▶ EXERCISE INSTRUCTIONS
Rewrite the records below as a numbered list, dropping any blank lines.

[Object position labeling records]
-- BEGIN --
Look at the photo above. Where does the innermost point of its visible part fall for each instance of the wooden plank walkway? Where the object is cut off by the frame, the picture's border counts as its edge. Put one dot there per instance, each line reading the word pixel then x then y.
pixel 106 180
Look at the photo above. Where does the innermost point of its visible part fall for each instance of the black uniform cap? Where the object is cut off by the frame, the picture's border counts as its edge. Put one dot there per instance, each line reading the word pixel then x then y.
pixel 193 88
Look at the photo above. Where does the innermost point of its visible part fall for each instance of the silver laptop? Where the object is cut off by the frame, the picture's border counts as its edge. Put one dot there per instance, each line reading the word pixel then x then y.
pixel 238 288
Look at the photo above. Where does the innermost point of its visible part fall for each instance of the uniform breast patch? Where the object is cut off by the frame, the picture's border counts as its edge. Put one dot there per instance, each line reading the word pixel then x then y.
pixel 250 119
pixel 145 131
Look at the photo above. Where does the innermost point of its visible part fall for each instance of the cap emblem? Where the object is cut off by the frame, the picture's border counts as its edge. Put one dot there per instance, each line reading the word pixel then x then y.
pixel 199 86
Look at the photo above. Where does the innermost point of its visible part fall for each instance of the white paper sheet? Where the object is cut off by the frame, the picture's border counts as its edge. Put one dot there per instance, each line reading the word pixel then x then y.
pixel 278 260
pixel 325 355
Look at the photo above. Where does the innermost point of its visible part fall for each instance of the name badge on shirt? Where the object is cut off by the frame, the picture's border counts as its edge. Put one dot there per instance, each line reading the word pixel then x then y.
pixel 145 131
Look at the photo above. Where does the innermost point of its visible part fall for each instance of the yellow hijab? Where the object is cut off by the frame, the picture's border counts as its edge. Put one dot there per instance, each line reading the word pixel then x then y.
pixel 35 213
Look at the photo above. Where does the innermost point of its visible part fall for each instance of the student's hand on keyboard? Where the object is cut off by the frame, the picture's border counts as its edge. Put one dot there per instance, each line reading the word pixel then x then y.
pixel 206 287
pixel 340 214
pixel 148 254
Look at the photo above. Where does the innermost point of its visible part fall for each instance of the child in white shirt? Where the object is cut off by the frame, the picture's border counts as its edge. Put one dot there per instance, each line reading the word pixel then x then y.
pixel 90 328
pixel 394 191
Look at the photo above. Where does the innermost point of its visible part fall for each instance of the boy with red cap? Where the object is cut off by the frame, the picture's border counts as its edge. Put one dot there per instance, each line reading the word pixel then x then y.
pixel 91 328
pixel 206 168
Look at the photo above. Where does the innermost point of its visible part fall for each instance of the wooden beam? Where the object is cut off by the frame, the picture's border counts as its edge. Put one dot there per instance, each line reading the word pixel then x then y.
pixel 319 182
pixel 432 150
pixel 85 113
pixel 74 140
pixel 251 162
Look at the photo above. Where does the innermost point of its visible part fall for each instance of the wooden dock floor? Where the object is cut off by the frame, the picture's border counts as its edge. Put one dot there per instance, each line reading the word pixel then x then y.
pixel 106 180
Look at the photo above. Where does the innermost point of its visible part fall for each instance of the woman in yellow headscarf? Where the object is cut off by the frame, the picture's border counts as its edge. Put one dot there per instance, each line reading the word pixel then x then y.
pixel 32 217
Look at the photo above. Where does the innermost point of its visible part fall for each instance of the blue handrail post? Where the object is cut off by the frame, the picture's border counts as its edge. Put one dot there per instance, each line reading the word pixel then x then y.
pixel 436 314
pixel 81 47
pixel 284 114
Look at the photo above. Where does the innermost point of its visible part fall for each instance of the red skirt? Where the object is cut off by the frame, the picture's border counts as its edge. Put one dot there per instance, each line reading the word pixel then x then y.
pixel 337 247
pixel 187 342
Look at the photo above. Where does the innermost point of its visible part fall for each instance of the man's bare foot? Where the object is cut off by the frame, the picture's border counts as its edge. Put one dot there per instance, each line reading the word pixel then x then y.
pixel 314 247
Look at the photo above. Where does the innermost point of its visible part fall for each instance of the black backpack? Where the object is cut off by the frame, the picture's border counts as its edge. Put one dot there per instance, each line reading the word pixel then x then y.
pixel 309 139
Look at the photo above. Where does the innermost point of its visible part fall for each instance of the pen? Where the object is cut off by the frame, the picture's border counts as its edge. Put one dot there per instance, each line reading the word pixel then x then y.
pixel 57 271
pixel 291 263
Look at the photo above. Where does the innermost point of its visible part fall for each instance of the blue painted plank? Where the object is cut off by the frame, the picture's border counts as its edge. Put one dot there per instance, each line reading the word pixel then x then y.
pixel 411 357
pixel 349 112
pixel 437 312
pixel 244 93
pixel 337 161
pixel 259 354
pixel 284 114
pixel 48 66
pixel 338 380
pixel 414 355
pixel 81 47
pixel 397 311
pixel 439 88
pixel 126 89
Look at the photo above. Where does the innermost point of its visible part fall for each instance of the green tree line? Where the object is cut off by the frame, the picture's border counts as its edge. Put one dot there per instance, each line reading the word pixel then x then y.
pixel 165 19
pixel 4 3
-- END --
▶ FULL SOLUTION
1. Look at the photo above. Where does the innermost point of its visible part fall for each instance of the wooden plank walkway? Where the object is cut off by the frame, the picture's border counts as its edge. Put one dot there per instance, each line reading the word pixel then x then y.
2. pixel 106 180
3. Look at the photo above. Where does the innermost point of its visible part fall for each instance of the black uniform cap? Where the object is cut off by the frame, the picture's border counts as its edge. Put one dot there per instance, each line reading the word pixel then x then y.
4. pixel 193 88
5. Look at the photo above. Where does the innermost point of its visible part fall for each instance of the silver laptop? Where the object is cut off by the frame, the picture's border counts as its edge. Put one dot there per instance, each line reading the word pixel then x then y.
6. pixel 238 288
7. Look at the photo above. Where does the innermost point of its visible part fall for each instance of the uniform breast patch? Where the object is cut off by the frame, the picture's border counts as its edge. Put one dot there per instance, each line reading the word pixel then x then y.
8. pixel 250 119
9. pixel 145 131
10. Look at the photo above. Where does the innermost point of its visible part fall for each instance of the cap emblem? Where the object is cut off by the frame, the picture's border counts as its edge. Put one dot there per instance, each line reading the word pixel then x then y.
11. pixel 199 86
12. Look at the photo above. Where does the innermost point of its visible part fall for each instance of the white paper sheet? Where the object is cut off by the frame, the picture's border counts as its edge. Put one dot there per instance, each line reading the word pixel then x then y.
13. pixel 278 260
14. pixel 325 355
15. Look at the photo above. Where does the innermost point of its visible part fall for each instance of the name badge on shirt? Where the object is cut off by the frame, the picture's border counts as its edge. Put one dot there per instance, each line reading the word pixel then x then y.
16. pixel 145 131
17. Look at the photo above. Where does the innermost point of its visible part fall for each instance of the yellow hijab? Where the object is cut off by the frame, the picture's border counts as its edge. Put one dot there per instance, each line reading the word pixel then x then y.
18. pixel 35 213
19. Look at the photo above. Where does the innermost point of its visible part fall for each instance of the student's hand on keyboard? Where the object is cut off by the frame, the picture's border counts as its edge. Put one dot there per instance, each line reading the word pixel then x then y.
20. pixel 206 287
21. pixel 340 214
22. pixel 148 254
23. Look at the photo above. Where does the innermost point of its visible part fall for each instance of the child in white shirt? Where the object is cut off by the frame, the picture's border counts as its edge. Put one dot there per instance, each line reading the word pixel then x then y.
24. pixel 90 328
25. pixel 394 191
26. Look at the photo above. Where does the innermost point of its visible part fall for each instance of the boy with red cap? Where the object is cut off by the frame, the picture's border counts as its edge. Put one dot there per instance, each line reading the word pixel then x then y.
27. pixel 91 328
28. pixel 206 168
29. Look at the photo above. Where does the innermost point of its visible part fall for each instance of the wooden beam? Where the object is cut off by the frame, the picture's border counts as its edge. Put one dot there per instance, each line reading the word pixel then x then y.
30. pixel 319 182
31. pixel 432 150
32. pixel 85 113
33. pixel 74 140
34. pixel 251 162
35. Look at the photo above. Where does the innermost point of its visible part fall for each instance of the wooden dock floor? Where the object is cut off by the frame, the picture's border counts as its edge. Put one dot there per instance, each line reading the word pixel then x then y.
36. pixel 106 180
37. Look at the photo above. Where does the innermost point of its visible part fall for each instance of the woman in yellow headscarf? Where the object is cut off by the frame, the picture's border counts as its edge. Put one dot there per instance, each line reading the word pixel then x then y.
38. pixel 32 217
39. Look at the photo above. Where does the innermost point of its visible part fall for each instance of the blue handrail post? Where the object is cut off by the frame, the picture's border counts as its edge. Put one dot there per instance, each line reading the word pixel then x then y.
40. pixel 436 314
41. pixel 81 47
42. pixel 284 114
43. Look at the photo above. Where does the innermost point of its visible part fall for each instance of the red skirt? Where the object is cut off by the frame, the picture's border counts as its edge. Put one dot there per instance, each line reading the word pixel then x then y.
44. pixel 337 247
45. pixel 187 342
46. Look at the photo above. Where does the innermost point of its visible part fall for each instance of the man's bare foot? Where the object is cut off by the frame, the picture's border counts as its edge. Put one dot there per instance, each line reading the word pixel then x then y.
47. pixel 314 247
48. Look at the photo above. Where does the innermost point of its visible part fall for each instance of the black backpack? Where the object is cut off by the frame, the picture's border counts as its edge. Put one dot there per instance, each line reading the word pixel then x then y.
49. pixel 309 139
50. Look at the photo above. Where does the innermost point of its visible part fall for each instance of the pen? Where the object is cut off by the frame, the picture's border counts as its edge. Put one dot there per instance, each line reading the word pixel then x then y.
51. pixel 57 271
52. pixel 291 263
53. Look at the photo above. Where does the innermost point of its visible part fall for each instance of the blue painted plank? Where the object is cut off by the frame, the picture's border counts as its edge. Put one dot there per instance, each line reading the word pixel then x then y.
54. pixel 411 357
55. pixel 349 112
56. pixel 437 312
57. pixel 244 93
58. pixel 337 161
59. pixel 259 354
60. pixel 284 114
61. pixel 48 66
62. pixel 338 380
63. pixel 414 355
64. pixel 81 47
65. pixel 397 311
66. pixel 439 88
67. pixel 126 89
68. Look at the photo above. Where does the innermost point of its visible part fall for each instance of the green tree line? Where the object is cut off by the frame, the picture's border counts as its edge. Put one dot there per instance, each line reading the word pixel then x then y.
69. pixel 165 19
70. pixel 4 3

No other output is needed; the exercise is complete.